- _Task description_:
The exercise asks for every line of the data to be reproduced exactly.

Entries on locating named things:

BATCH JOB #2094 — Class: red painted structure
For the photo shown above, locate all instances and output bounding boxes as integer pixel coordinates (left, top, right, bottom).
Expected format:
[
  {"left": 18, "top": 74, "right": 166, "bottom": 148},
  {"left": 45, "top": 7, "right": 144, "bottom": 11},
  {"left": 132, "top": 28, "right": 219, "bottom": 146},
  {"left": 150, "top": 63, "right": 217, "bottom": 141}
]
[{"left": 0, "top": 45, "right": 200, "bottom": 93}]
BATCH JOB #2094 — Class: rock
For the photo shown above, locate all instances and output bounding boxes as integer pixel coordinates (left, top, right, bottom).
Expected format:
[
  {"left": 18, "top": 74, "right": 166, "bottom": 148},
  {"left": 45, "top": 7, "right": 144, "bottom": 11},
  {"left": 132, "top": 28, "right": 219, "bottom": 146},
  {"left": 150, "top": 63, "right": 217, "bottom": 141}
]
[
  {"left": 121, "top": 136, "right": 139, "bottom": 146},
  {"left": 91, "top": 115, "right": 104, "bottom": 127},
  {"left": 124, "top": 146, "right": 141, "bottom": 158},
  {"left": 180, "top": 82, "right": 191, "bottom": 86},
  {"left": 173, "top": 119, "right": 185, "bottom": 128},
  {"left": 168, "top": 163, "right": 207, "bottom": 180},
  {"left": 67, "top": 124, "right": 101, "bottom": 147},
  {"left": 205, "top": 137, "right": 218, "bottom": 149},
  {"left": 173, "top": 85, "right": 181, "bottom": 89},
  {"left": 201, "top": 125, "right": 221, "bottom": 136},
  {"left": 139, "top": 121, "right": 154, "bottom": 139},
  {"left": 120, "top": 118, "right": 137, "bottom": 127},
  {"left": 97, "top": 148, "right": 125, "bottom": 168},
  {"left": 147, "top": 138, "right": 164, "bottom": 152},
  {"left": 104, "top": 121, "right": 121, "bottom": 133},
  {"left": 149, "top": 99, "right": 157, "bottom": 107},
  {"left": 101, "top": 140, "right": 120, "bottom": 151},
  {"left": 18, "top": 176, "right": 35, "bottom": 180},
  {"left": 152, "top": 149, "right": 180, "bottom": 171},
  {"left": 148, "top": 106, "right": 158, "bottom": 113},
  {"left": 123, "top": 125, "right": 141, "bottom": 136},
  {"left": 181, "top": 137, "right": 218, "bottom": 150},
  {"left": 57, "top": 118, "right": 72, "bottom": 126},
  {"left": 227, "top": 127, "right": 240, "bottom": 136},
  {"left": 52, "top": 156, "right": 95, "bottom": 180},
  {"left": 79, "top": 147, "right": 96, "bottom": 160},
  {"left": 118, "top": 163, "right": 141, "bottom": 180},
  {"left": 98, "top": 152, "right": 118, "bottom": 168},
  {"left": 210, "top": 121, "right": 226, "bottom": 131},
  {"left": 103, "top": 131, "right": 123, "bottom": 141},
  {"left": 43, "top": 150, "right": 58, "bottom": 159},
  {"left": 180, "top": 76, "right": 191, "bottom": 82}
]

- _Correct output_:
BATCH JOB #2094 — Class: red painted structure
For the photo shown above, locate all instances and output bounding boxes as integer pixel coordinates (left, top, right, bottom).
Expected format:
[
  {"left": 18, "top": 74, "right": 166, "bottom": 148},
  {"left": 45, "top": 7, "right": 144, "bottom": 11},
  {"left": 132, "top": 28, "right": 219, "bottom": 146},
  {"left": 150, "top": 63, "right": 217, "bottom": 141}
]
[{"left": 0, "top": 45, "right": 200, "bottom": 93}]
BATCH JOB #2094 — Class: rock
For the photo shown above, locate all instances and output bounding boxes as integer pixel coordinates (left, top, right, bottom).
Expected format:
[
  {"left": 18, "top": 74, "right": 166, "bottom": 148},
  {"left": 45, "top": 7, "right": 144, "bottom": 11},
  {"left": 132, "top": 28, "right": 219, "bottom": 146},
  {"left": 150, "top": 63, "right": 217, "bottom": 141}
]
[
  {"left": 121, "top": 136, "right": 139, "bottom": 146},
  {"left": 91, "top": 115, "right": 104, "bottom": 127},
  {"left": 124, "top": 146, "right": 141, "bottom": 158},
  {"left": 180, "top": 82, "right": 191, "bottom": 86},
  {"left": 173, "top": 119, "right": 185, "bottom": 128},
  {"left": 168, "top": 163, "right": 207, "bottom": 180},
  {"left": 67, "top": 124, "right": 101, "bottom": 147},
  {"left": 205, "top": 137, "right": 218, "bottom": 149},
  {"left": 173, "top": 85, "right": 181, "bottom": 89},
  {"left": 201, "top": 125, "right": 221, "bottom": 136},
  {"left": 139, "top": 121, "right": 154, "bottom": 139},
  {"left": 120, "top": 118, "right": 137, "bottom": 127},
  {"left": 97, "top": 148, "right": 125, "bottom": 168},
  {"left": 147, "top": 138, "right": 164, "bottom": 152},
  {"left": 104, "top": 121, "right": 121, "bottom": 133},
  {"left": 149, "top": 99, "right": 157, "bottom": 107},
  {"left": 101, "top": 140, "right": 120, "bottom": 151},
  {"left": 18, "top": 176, "right": 35, "bottom": 180},
  {"left": 152, "top": 149, "right": 180, "bottom": 171},
  {"left": 148, "top": 106, "right": 158, "bottom": 113},
  {"left": 123, "top": 125, "right": 141, "bottom": 136},
  {"left": 181, "top": 137, "right": 218, "bottom": 150},
  {"left": 57, "top": 118, "right": 72, "bottom": 126},
  {"left": 227, "top": 127, "right": 240, "bottom": 136},
  {"left": 52, "top": 156, "right": 95, "bottom": 180},
  {"left": 79, "top": 147, "right": 96, "bottom": 160},
  {"left": 118, "top": 163, "right": 141, "bottom": 180},
  {"left": 98, "top": 152, "right": 118, "bottom": 168},
  {"left": 210, "top": 121, "right": 226, "bottom": 131},
  {"left": 103, "top": 131, "right": 123, "bottom": 141},
  {"left": 43, "top": 150, "right": 58, "bottom": 159},
  {"left": 180, "top": 76, "right": 191, "bottom": 82}
]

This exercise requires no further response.